Given data START
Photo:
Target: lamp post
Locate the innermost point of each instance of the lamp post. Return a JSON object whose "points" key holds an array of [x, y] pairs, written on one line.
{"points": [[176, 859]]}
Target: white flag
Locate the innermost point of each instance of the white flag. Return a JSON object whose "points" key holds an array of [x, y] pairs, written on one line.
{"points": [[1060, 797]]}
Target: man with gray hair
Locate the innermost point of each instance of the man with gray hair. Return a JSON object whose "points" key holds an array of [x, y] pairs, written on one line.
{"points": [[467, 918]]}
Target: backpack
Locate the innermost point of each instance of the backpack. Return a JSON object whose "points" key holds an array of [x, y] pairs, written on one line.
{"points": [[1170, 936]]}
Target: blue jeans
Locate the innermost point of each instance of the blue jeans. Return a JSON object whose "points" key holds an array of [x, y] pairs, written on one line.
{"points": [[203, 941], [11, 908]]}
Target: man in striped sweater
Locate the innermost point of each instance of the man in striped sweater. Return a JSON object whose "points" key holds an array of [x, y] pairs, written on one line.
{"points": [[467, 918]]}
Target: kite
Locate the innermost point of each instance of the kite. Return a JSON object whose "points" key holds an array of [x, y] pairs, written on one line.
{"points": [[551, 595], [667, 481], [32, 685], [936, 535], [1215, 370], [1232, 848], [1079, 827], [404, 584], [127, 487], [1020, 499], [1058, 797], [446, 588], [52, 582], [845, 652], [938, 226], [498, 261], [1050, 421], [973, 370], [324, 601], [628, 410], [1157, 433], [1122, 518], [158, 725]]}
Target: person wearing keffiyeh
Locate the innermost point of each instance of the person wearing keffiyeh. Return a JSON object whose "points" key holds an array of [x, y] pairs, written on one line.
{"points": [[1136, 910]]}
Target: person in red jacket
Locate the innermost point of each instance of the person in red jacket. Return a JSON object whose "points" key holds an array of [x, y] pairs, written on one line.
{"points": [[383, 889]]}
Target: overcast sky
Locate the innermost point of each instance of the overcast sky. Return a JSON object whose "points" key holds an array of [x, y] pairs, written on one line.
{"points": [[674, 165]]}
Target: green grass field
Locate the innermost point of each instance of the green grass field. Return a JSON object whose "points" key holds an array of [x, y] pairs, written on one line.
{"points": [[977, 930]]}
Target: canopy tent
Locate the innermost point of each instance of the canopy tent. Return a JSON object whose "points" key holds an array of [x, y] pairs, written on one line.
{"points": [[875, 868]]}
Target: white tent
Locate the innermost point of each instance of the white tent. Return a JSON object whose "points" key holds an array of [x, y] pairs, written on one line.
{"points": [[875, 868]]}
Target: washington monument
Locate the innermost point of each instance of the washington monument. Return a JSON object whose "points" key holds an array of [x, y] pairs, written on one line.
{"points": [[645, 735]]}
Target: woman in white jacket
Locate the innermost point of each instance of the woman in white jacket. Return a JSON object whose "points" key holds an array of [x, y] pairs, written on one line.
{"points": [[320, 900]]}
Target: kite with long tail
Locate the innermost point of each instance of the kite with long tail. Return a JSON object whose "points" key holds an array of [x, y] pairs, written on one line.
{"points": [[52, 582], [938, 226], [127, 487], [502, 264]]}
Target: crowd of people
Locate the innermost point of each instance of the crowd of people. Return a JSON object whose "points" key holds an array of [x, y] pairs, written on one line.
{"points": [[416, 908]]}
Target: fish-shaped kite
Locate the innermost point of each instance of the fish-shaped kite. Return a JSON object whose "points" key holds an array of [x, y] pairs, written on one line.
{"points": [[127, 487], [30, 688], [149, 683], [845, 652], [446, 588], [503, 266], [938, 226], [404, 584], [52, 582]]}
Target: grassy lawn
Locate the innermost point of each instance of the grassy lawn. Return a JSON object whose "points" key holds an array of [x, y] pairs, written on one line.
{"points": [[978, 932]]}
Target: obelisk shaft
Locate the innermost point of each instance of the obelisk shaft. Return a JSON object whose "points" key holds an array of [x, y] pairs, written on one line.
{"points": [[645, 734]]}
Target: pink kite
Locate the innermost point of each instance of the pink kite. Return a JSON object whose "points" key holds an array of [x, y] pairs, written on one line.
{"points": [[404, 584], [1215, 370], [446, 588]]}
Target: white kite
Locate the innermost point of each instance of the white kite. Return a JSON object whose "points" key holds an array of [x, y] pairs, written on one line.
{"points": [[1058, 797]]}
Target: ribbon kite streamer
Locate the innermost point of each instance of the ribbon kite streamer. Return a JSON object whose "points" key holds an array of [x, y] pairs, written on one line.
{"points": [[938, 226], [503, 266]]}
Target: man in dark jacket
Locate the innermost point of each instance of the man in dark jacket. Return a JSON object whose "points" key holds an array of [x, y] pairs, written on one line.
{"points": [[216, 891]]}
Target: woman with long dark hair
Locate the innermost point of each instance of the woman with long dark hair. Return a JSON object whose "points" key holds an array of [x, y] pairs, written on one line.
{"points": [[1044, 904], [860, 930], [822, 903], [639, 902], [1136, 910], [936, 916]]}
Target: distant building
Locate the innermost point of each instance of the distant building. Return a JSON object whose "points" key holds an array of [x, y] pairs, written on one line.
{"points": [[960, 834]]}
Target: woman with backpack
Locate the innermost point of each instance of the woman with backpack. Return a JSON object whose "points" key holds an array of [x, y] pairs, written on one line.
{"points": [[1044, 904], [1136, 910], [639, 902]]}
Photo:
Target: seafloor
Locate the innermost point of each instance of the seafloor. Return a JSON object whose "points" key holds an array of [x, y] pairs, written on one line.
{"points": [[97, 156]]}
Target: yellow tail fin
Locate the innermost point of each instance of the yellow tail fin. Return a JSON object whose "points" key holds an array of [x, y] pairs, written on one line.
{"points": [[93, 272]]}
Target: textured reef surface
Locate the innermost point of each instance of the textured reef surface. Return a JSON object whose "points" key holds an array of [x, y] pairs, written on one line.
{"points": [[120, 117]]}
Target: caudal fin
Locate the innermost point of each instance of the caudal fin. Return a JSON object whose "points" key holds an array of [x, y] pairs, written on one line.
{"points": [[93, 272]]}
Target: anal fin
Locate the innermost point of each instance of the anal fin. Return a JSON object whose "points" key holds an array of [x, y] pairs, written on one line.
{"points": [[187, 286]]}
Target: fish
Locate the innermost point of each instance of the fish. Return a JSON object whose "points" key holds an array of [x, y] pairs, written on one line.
Given data END
None of the lines above may be skipped. Transcribe each one exactly.

| Problem solution |
Photo:
Target: lamp post
Locate the innermost point of each instance of the lamp post. Return a JSON object whose "points" key holds an array of [x, y] pairs, written on one line.
{"points": [[176, 859]]}
Target: white flag
Locate the innermost point of each instance of the white flag. Return a JSON object whose "points" key holds an array of [x, y] pairs, written on one line.
{"points": [[1060, 797]]}
Target: man with gray hair
Locate the innermost point of each instance of the man with gray hair. Return a JSON object whose "points" key holds an array of [x, y] pairs, written on one line.
{"points": [[467, 918]]}
Target: backpack
Locate the innermost point of each instance of the backpack. Return a JSON object whose "points" key holds an array of [x, y] pairs, written on one line.
{"points": [[1170, 936]]}
Target: blue jeans
Locate the innermost point of each instance of the blue jeans. Return a JSON object whose "points" key holds an array of [x, y] pairs, written on one line.
{"points": [[203, 941], [11, 908]]}
Target: man in striped sweater
Locate the innermost point of each instance of the man in striped sweater. Return a JSON object whose "points" key holds an array of [x, y] pairs, written on one line.
{"points": [[467, 918]]}
Target: kite
Locate the innermost point of each instance of the kite. Return a JSON object whose "points" key holds an array of [x, y] pairs, written on one line.
{"points": [[551, 595], [667, 481], [32, 685], [936, 535], [1215, 370], [1232, 848], [1079, 827], [404, 584], [127, 487], [1020, 499], [1058, 797], [446, 588], [52, 582], [845, 652], [938, 226], [498, 261], [1050, 421], [973, 370], [324, 601], [628, 410], [1157, 433], [1122, 518], [158, 725]]}
Target: person wearing keffiyeh
Locate the innermost point of each instance of the person wearing keffiyeh. Return a JSON object whose "points" key holds an array of [x, y] pairs, written on one line.
{"points": [[1136, 910]]}
Target: person in red jacket
Locate the innermost point of each instance of the person in red jacket. Return a JSON object whose "points" key holds an array of [x, y] pairs, written on one line.
{"points": [[383, 889]]}
Target: overcast sky
Locate the innermost point of each instance of the overcast sky. Return a JSON object whose "points" key holds an array of [x, y] pairs, written on one line.
{"points": [[674, 165]]}
Target: green grass field
Locate the innermost point of each instance of the green grass field. Return a JSON object whose "points" key holds an array of [x, y] pairs, written on one line.
{"points": [[977, 930]]}
Target: canopy tent
Locate the innermost point of each instance of the canopy tent. Return a JSON object whose "points" key holds an array of [x, y] pairs, written on one line.
{"points": [[875, 868]]}
Target: white tent
Locate the innermost point of each instance of the white tent. Return a JSON object whose "points" key holds an array of [x, y] pairs, written on one line.
{"points": [[875, 868]]}
Target: washington monument
Locate the innermost point of each instance of the washington monument. Return a JSON object whose "points" key holds an array of [x, y] pairs, written on one line.
{"points": [[645, 735]]}
Target: woman in white jacket
Locate the innermost point of each instance of the woman in white jacket. Return a JSON object whose "points" key holds an array of [x, y] pairs, written on one line.
{"points": [[320, 900]]}
Target: kite with long tail
Locate the innermost point of each instance of the kite with long tail. Return a JSON object whose "points" key holds an array of [x, y] pairs, written on one line.
{"points": [[52, 582], [938, 226], [127, 487], [502, 264]]}
Target: crowd of people
Locate the innermost point of each instance of the crowd of people. Return a JSON object whose "points" key holds an array of [x, y] pairs, written on one line.
{"points": [[416, 908]]}
Target: fish-shaped kite
Locate the innermost point of each instance of the fish-shaped kite. Return a JSON object whose "points" key holds an array of [x, y] pairs, written on one line.
{"points": [[127, 487], [30, 688], [149, 683], [845, 652], [446, 588], [503, 266], [938, 226], [404, 584], [52, 582]]}
Target: grassy lawn
Locate the innermost point of each instance of the grassy lawn. Return a JSON object whose "points" key holds an array of [x, y] pairs, written on one line.
{"points": [[978, 932]]}
Target: obelisk shaft
Locate the innermost point of each instance of the obelisk shaft. Return a JSON object whose "points" key holds an array of [x, y] pairs, written on one line.
{"points": [[645, 734]]}
Target: pink kite
Locate the innermost point of each instance of the pink kite. Return a JSON object whose "points" key holds an array of [x, y] pairs, written on one line.
{"points": [[404, 584], [1215, 370], [446, 588]]}
Target: white kite
Locate the innermost point of each instance of the white kite. Return a JSON object whose "points" key holds an array of [x, y] pairs, written on one line.
{"points": [[1058, 797]]}
Target: ribbon kite streamer
Locate the innermost point of each instance of the ribbon kite streamer. Return a JSON object whose "points" key holds an array of [x, y] pairs, written on one line.
{"points": [[938, 226], [503, 266]]}
Target: man in dark jacket
Locate the innermost point of each instance of the man in dark jacket. Return a JSON object whose "points" key holds an array of [x, y] pairs, written on one line.
{"points": [[216, 891]]}
Target: woman with long dark hair
Locate the innermost point of each instance of the woman with long dark hair. Return a JSON object whose "points" key holds an array of [x, y] pairs, written on one line.
{"points": [[1044, 904], [860, 930], [822, 903], [639, 902], [1136, 910], [936, 916]]}
Target: distant building
Locate the innermost point of each instance of the distant building. Return a JSON object whose "points" key holds an array of [x, y] pairs, written on one line.
{"points": [[960, 834]]}
Target: woman with backpack
Locate the innermost point of each instance of the woman with backpack. Return a JSON object whose "points" key holds an array of [x, y] pairs, written on one line.
{"points": [[1044, 904], [1136, 910], [639, 902]]}
Photo:
Target: seafloor
Locate the innermost point of each instance of the seafloor. Return a JSON object whose "points" key holds an array of [x, y] pairs, written on one line.
{"points": [[97, 156]]}
Target: yellow tail fin
Locate the innermost point of each instance of the yellow tail fin. Return a JSON object whose "points" key holds an array of [x, y] pairs, written on one line.
{"points": [[93, 272]]}
Target: textured reef surface
Locate the innermost point of each instance of the textured reef surface. Return a JSON object whose "points" key holds an array of [x, y] pairs, written on one line.
{"points": [[120, 117]]}
Target: caudal fin
Locate the innermost point of each instance of the caudal fin. Return a JSON object whose "points" key holds an array of [x, y] pairs, written on one line.
{"points": [[93, 272]]}
Target: anal fin
Locate the innermost point of each instance of the anal fin. Return a JSON object whose "points" key holds an array of [x, y] pairs, written on one line.
{"points": [[187, 286]]}
Target: fish
Locate the innermost point of each instance of the fish. Return a JSON object whose "points" key holds an array of [x, y] pairs, written on one line.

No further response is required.